In how many lines of the records does the word "building" appear? Reply with the number and nothing else.
▬▬▬▬▬▬
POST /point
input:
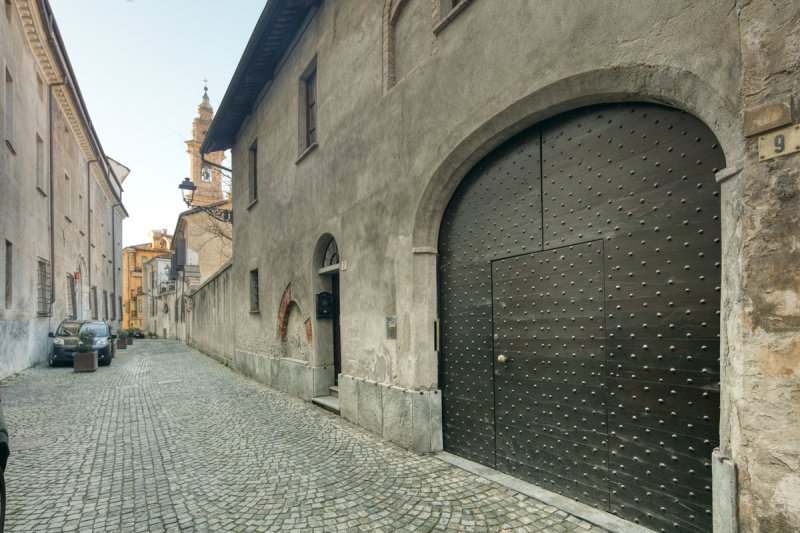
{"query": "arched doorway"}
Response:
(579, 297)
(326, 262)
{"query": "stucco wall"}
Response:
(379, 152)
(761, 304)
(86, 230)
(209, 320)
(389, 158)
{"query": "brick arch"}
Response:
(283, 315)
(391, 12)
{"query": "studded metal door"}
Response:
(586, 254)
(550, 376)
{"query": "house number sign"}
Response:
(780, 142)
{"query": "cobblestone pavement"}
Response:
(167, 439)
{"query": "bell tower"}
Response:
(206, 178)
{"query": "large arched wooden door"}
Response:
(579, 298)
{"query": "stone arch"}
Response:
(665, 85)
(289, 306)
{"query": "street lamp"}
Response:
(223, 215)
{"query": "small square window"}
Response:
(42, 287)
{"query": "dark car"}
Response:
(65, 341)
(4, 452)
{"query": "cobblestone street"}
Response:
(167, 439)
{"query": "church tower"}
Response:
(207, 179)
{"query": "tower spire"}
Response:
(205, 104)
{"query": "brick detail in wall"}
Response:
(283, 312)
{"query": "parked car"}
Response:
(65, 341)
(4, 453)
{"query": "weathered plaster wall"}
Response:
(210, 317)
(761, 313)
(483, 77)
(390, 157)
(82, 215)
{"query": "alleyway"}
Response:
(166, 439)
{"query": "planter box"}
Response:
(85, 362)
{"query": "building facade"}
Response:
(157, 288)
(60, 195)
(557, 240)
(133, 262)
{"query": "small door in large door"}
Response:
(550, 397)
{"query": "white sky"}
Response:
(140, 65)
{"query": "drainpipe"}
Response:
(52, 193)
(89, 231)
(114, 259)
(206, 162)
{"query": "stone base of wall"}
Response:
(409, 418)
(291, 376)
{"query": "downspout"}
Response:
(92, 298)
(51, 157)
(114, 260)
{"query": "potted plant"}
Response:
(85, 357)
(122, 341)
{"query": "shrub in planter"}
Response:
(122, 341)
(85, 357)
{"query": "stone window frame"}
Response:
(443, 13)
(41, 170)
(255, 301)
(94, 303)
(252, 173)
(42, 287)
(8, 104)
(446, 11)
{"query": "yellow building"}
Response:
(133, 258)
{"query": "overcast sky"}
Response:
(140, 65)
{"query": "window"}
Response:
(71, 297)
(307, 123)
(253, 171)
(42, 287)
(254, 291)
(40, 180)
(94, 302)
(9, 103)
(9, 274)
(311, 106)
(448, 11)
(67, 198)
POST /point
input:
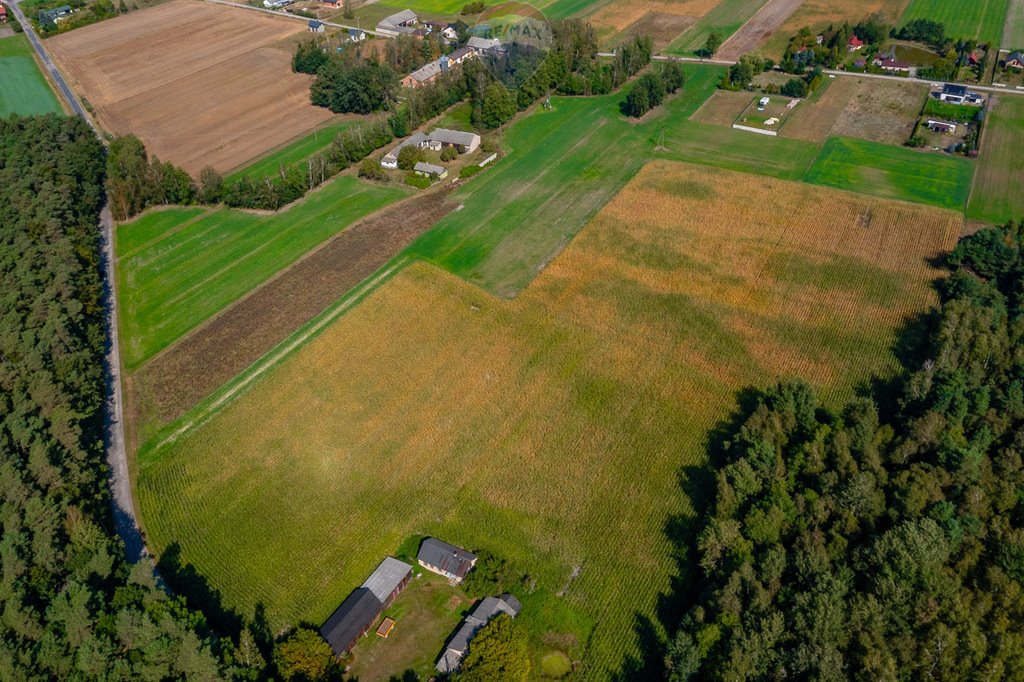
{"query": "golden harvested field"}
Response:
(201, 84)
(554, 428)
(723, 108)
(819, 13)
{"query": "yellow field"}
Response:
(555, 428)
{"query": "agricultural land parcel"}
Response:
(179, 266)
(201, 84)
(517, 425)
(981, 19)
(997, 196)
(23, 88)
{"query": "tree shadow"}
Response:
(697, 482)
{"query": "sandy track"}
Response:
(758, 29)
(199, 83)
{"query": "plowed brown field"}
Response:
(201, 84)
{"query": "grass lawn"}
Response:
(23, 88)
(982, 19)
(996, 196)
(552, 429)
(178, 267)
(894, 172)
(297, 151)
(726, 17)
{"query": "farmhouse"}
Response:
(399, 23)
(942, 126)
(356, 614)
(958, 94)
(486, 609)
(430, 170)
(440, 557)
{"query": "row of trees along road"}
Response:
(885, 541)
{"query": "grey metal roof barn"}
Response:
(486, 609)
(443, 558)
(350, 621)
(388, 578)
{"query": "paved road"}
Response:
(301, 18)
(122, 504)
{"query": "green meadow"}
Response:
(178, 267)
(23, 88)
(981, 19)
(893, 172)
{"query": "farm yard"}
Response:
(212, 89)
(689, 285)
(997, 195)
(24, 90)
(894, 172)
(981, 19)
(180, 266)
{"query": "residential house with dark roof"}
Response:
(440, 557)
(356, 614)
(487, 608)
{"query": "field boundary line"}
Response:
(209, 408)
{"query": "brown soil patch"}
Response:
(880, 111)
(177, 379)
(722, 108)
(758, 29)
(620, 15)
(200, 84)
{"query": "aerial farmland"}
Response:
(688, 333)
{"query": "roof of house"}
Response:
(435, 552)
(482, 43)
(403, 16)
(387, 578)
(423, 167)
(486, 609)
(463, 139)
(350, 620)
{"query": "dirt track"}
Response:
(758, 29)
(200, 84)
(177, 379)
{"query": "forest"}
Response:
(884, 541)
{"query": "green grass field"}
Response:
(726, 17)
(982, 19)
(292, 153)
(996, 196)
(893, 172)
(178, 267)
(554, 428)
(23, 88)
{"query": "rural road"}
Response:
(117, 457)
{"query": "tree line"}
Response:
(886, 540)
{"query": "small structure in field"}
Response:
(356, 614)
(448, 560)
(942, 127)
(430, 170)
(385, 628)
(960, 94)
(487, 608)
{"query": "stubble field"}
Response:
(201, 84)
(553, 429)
▬▬▬▬▬▬
Reply -> 2